*Available data:*

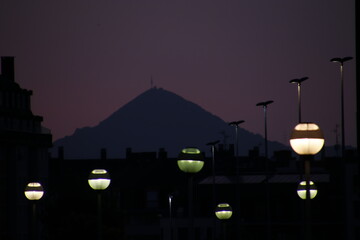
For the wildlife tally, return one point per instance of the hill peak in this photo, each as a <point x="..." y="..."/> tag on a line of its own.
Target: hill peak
<point x="155" y="119"/>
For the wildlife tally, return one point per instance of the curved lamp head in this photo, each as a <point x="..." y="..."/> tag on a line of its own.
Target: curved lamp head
<point x="302" y="190"/>
<point x="223" y="211"/>
<point x="307" y="139"/>
<point x="34" y="191"/>
<point x="99" y="179"/>
<point x="190" y="160"/>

*Task item:*
Every line from the one holding "Target: hill peak" through the last line of the listing above should be set down exactly, and nothing more.

*Answer:*
Target: hill peak
<point x="155" y="119"/>
For the wildlife tally, return one point per instance of the curved lamp head in this photo, each as a <point x="..." y="..."/> tag on a line of its own.
Target: curved lamp head
<point x="302" y="190"/>
<point x="223" y="211"/>
<point x="307" y="139"/>
<point x="34" y="191"/>
<point x="99" y="179"/>
<point x="190" y="160"/>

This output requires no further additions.